▶ Exercises to complete:
a) According to the text on AI in medical education, in which visually intensive specialties of postgraduate training has AI been used to build machine learning models?
b) Pick up the text on AI in medical education after its last sentence and continue the introduction in the same style.

▶ Exercise text:
■ ■ ■ ■ ■ ■ ■
ABSTRACT
The concept of artificial intelligence (AI) encompasses systems capable of exhibiting intelligent behaviors such as perception, reasoning, learning, and communication, and performing tasks traditionally requiring human cognition. In contemporary practice, AI paradigms are increasingly employed across various domains, most notably in the automotive, finance, economics, healthcare, and education sectors. Within the context of medical education, the integration of AI-based systems, often referred to as “teacher bots,” has emerged as a noteworthy innovation. These systems serve as content providers, feedback generators, and instructional modulators, enhancing the educational process. AI modules have found particular relevance in widely adopted instructional strategies such as Problem-Based Learning (PBL) and Objective Structured Clinical Examinations (OSCEs) in undergraduate medical education. In both PBL and OSCE settings, AI technologies effectively support clinical decision-making, the generation of virtual patient cases, real-time feedback delivery, and the simulation of patient interactions. The incorporation of deep learning (DL) techniques and artificial neural networks (ANNs) into AI platforms has further enabled the execution of more complex and nuanced tasks. In postgraduate medical training, especially in visually intensive specialties such as radiology, dermatology, and pathology, AI has facilitated the development of machine learning models for diagnostic verification, the generation of synthetic patient imagery, and the instruction of key diagnostic features, independent of real patient data. These applications have been successfully implemented and demonstrate significant educational potential. This study aims to present selected examples of AI applications currently utilized in medical education. Furthermore, it will explore the challenges encountered, or likely to be encountered, in the implementation of AI, as well as the potential contributions AI may offer to the future of medical training.
Introduction
Although artificial intelligence (AI) has gradually become integrated into our lives over the years, it is still not a concept widely understood or commonly used by many people. With the emergence of deep learning and artificial neural networks (ANNs), the significance of these technologies has steadily increased. AI refers to machines capable of exhibiting intelligent behavior such as perception, reasoning, learning, or communication, and performing human-like tasks (1). AI paradigms target various problem areas such as perception, reasoning, knowledge, planning, and communication. Today, AI applications are intensively utilized in fields such as automotive, finance, economics, medicine, and education. The use of AI in the medical field continues to grow rapidly (1). One notable advancement is that machines can achieve diagnostic success rates in radiology comparable to, or even exceeding, expert consultants (2). In addition to AI’s widely publicized role in radiological diagnosis, it is also being employed as a tool for the optimal management of chronic diseases such as cancer and persistent mental health disorders (2).
■ ■ ■ ■ ■ ■ ■
▶ Recorded information:
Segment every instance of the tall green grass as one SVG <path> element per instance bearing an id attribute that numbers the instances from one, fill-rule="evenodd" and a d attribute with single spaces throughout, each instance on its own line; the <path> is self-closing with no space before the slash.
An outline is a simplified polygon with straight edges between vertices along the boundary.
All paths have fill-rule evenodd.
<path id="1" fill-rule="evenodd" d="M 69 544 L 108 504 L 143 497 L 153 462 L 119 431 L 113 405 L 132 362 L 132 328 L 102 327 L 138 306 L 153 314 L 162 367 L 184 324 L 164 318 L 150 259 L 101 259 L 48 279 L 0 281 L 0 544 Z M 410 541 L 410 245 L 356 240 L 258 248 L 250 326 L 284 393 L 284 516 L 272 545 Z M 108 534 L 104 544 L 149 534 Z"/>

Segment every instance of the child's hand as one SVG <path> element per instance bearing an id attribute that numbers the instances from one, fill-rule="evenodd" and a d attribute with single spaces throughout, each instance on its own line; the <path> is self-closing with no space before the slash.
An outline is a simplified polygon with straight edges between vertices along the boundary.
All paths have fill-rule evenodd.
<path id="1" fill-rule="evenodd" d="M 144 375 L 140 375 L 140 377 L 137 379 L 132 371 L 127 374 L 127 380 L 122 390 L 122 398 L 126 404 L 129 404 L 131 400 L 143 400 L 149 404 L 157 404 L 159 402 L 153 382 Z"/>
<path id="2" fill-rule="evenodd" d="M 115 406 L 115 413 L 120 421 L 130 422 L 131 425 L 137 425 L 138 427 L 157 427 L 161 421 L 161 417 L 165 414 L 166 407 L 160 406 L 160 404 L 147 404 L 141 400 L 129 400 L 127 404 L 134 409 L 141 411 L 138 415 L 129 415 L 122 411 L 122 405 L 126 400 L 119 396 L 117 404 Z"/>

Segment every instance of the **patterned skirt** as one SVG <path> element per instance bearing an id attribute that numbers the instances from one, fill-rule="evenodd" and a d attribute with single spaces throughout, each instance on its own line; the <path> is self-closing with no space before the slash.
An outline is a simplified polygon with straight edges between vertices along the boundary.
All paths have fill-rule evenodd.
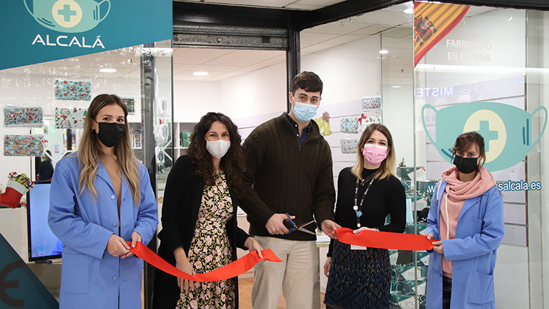
<path id="1" fill-rule="evenodd" d="M 336 241 L 324 304 L 345 309 L 390 308 L 390 261 L 386 249 L 351 250 Z"/>

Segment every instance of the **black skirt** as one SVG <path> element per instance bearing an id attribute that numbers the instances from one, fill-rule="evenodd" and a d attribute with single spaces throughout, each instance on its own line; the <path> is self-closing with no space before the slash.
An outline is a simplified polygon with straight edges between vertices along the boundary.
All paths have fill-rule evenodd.
<path id="1" fill-rule="evenodd" d="M 351 250 L 351 245 L 336 241 L 324 304 L 346 309 L 388 309 L 390 301 L 388 251 Z"/>

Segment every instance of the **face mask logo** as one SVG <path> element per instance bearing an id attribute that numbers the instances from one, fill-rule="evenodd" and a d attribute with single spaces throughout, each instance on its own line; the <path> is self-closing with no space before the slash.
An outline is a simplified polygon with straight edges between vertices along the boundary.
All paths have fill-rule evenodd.
<path id="1" fill-rule="evenodd" d="M 318 105 L 299 103 L 299 102 L 295 102 L 295 100 L 294 100 L 294 103 L 295 104 L 294 115 L 300 122 L 308 122 L 316 115 L 316 110 L 318 108 Z"/>
<path id="2" fill-rule="evenodd" d="M 206 140 L 206 149 L 213 157 L 221 159 L 229 151 L 231 147 L 231 141 L 218 139 L 217 141 Z"/>
<path id="3" fill-rule="evenodd" d="M 100 3 L 94 0 L 32 0 L 32 8 L 27 3 L 28 0 L 22 1 L 39 24 L 61 32 L 91 30 L 110 12 L 109 0 Z"/>
<path id="4" fill-rule="evenodd" d="M 425 109 L 436 113 L 436 139 L 433 140 L 425 124 Z M 532 119 L 543 110 L 539 136 L 533 140 Z M 539 106 L 532 114 L 512 105 L 476 102 L 448 106 L 437 111 L 425 104 L 421 110 L 423 128 L 441 155 L 452 163 L 452 148 L 460 134 L 475 131 L 484 139 L 484 167 L 489 171 L 504 170 L 520 162 L 539 141 L 547 125 L 547 109 Z M 536 121 L 538 121 L 536 119 Z M 543 124 L 543 126 L 541 125 Z"/>
<path id="5" fill-rule="evenodd" d="M 377 165 L 387 157 L 387 147 L 366 144 L 364 144 L 362 155 L 366 162 L 372 165 Z"/>
<path id="6" fill-rule="evenodd" d="M 126 124 L 116 122 L 97 122 L 97 138 L 103 145 L 110 148 L 118 144 L 126 133 Z"/>

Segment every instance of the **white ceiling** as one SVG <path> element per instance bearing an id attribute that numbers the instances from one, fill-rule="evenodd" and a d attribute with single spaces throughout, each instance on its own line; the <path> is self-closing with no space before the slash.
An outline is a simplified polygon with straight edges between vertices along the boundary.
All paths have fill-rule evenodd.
■ ■ ■ ■ ■ ■ ■
▶ Responses to the exercise:
a) Radiology, dermatology, and pathology.

b)
In education, notable applications of AI include “teacher bots,” which are teaching assistants responsible for delivering content, providing feedback, and monitoring educational progress. This growing use in education holds the potential to offer individualized support to students and identify knowledge gaps. In this way, educators can be relieved from routine tasks and offer more effective support to students, thereby enhancing the personalized and adaptive teaching process. Students also gain time to develop unique and individualized learning techniques. This aligns with a rising trend in medical education that emphasizes student autonomy in customizing their learning experience to best suit their comprehension (3, 4). Medical education is a lifelong learning process spanning undergraduate, graduate, residency, and postgraduate stages, which includes “continuing medical education” (5). This process involves not only interactions with physicians but also with other healthcare professionals, including nurses and allied health personnel. Currently, there are a limited number of studies reviewing or discussing the existing applications of AI in medical education (6, 7). The aim of this study is to comprehensively review the current academic literature on the use of AI in medical education. The study addresses the following questions:
• How is AI currently being used in medical education?
• What are the key challenges in implementing AI in medical education?
• How might the relationship between AI and medical education evolve in the future?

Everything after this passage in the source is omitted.